## DATA EXCERPTS:
↓↓↓

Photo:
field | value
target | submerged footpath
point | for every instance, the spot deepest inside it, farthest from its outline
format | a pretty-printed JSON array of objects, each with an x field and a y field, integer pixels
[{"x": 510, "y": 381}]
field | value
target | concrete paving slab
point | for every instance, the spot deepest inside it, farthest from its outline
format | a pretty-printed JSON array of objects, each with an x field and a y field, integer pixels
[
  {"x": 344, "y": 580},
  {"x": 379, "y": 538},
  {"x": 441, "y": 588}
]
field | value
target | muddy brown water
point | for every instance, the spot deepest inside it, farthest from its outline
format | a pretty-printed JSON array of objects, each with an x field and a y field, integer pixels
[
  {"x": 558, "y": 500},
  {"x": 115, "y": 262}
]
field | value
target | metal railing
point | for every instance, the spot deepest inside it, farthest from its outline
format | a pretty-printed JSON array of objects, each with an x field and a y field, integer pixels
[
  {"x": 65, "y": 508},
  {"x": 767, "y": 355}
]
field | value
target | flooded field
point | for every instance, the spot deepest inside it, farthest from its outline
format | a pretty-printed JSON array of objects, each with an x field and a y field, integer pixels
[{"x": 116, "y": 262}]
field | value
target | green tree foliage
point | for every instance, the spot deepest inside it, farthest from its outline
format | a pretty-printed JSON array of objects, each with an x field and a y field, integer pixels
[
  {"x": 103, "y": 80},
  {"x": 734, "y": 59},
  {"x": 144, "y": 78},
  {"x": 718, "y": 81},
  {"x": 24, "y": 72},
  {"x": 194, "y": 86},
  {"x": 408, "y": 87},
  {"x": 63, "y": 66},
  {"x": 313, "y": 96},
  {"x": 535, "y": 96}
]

↑↑↑

Write the listing out again, word for word.

## TASK OUTPUT:
Photo:
field | value
target | submerged footpath
point | for every instance, the spot deepest inside it, farthest from its outline
format | a pretty-printed JSON array of objects, each with an x field and a y field, integer pixels
[{"x": 510, "y": 381}]
field | value
target | concrete paving slab
point | for every instance, the spot deepest inside it, farthest from its outline
format | a pretty-printed JSON array of objects, each with an x field and a y field, integer pixels
[
  {"x": 344, "y": 580},
  {"x": 379, "y": 538},
  {"x": 441, "y": 588}
]
field | value
target | muddy brown water
point | for every instance, the spot deepest inside it, farthest from its outline
format | a pretty-printed JSON array of objects, each with an x field and a y field, integer pixels
[
  {"x": 558, "y": 500},
  {"x": 115, "y": 262}
]
field | value
target | metal railing
point | for every instance, the spot deepest inside it, farthest from its outline
format | a pretty-printed JSON array of objects, each with an x field and a y field, integer pixels
[
  {"x": 65, "y": 508},
  {"x": 767, "y": 355}
]
field | value
target | flooded field
point | for every instance, the spot deepest inside it, farthest from its outline
format | a pretty-printed JSON array of objects, each with an x field and a y field, integer pixels
[{"x": 116, "y": 262}]
field | value
target | green tree foliage
point | for every instance, the spot deepest inside it, farthest from its outline
format | a pretty-printed JSON array of objects, each with an x field and a y field, integer pixels
[
  {"x": 103, "y": 80},
  {"x": 734, "y": 59},
  {"x": 144, "y": 78},
  {"x": 718, "y": 81},
  {"x": 24, "y": 72},
  {"x": 194, "y": 86},
  {"x": 408, "y": 87},
  {"x": 63, "y": 66},
  {"x": 313, "y": 96},
  {"x": 535, "y": 96}
]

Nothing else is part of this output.